(Point-per-instance localization data)
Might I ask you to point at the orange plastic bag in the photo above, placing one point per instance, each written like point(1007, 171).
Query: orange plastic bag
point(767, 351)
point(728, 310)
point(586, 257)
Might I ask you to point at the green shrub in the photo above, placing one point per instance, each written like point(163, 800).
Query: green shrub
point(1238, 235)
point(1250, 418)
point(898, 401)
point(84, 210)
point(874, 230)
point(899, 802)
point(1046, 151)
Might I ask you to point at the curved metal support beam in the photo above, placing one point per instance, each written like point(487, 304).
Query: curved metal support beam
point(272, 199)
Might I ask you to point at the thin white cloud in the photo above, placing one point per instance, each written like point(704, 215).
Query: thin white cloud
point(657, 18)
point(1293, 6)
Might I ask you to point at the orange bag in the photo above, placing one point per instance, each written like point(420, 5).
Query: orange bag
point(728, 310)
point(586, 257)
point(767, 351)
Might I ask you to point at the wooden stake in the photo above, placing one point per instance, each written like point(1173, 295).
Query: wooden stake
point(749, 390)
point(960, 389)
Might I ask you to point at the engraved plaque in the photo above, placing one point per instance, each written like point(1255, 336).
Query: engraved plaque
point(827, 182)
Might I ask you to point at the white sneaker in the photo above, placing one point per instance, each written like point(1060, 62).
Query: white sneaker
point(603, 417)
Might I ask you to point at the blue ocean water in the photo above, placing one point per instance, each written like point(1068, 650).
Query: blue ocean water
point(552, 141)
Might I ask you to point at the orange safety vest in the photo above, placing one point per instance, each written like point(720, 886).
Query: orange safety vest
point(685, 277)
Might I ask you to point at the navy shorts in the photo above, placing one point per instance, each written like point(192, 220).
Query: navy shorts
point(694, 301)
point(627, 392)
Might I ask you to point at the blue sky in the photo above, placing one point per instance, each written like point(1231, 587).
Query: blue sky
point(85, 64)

[Instructions for the task] Print out every record again, exactly and in full.

[Result]
Might I ask you to point at the orange plastic bag in the photo above, placing one point per instance, each written like point(1007, 171).
Query: orange plastic bag
point(767, 351)
point(728, 310)
point(586, 257)
Might I ask you to point at the green shrub in the photo above, placing one point per instance, each written like point(163, 800).
Query: green shrub
point(1238, 235)
point(1250, 418)
point(898, 401)
point(84, 210)
point(874, 230)
point(899, 802)
point(1046, 151)
Might I ask you to point at the curved metal support beam in the photo above, placing one point per instance, each written like point(487, 304).
Query: curved metal support beam
point(272, 199)
Might I ask you to point at the thin white cloud in the photo above, placing one point per instance, each written like point(704, 215).
Query: thin white cloud
point(657, 18)
point(1293, 6)
Might I ask you to point at the orange bag in the photo above, placing one point per instance, each written like point(420, 5).
Query: orange bag
point(728, 310)
point(586, 257)
point(767, 351)
Might I ask you to point at the wooden stake in the photo above, placing one point per instance, each written like point(1173, 295).
Query: wooden stake
point(749, 390)
point(960, 389)
Might I ask you to point at the engraved plaque in the photo above, placing one point per instance, each written like point(1255, 336).
Query: engraved plaque
point(827, 182)
Might I ask you to point at the white sneaker in the photo above, placing one point per instance, each written like point(1060, 62).
Query: white sneaker
point(603, 417)
Might I ask you to point at the blue ocean water in the photo above, placing one point per instance, each written like point(1068, 650).
Query: blue ocean water
point(552, 141)
Might I ask you to point at the orange safety vest in the photo above, placing one point per instance, each written like point(720, 886).
Query: orange safety vest
point(685, 277)
Might I ask you to point at the navy shorts in the photo above, placing one point per instance, each written like point(192, 220).
Query: navy shorts
point(694, 301)
point(627, 392)
Might I ask you to point at the blue sky in the photo above, placing one point per instance, each written like point(1231, 587).
Query: blue sky
point(85, 64)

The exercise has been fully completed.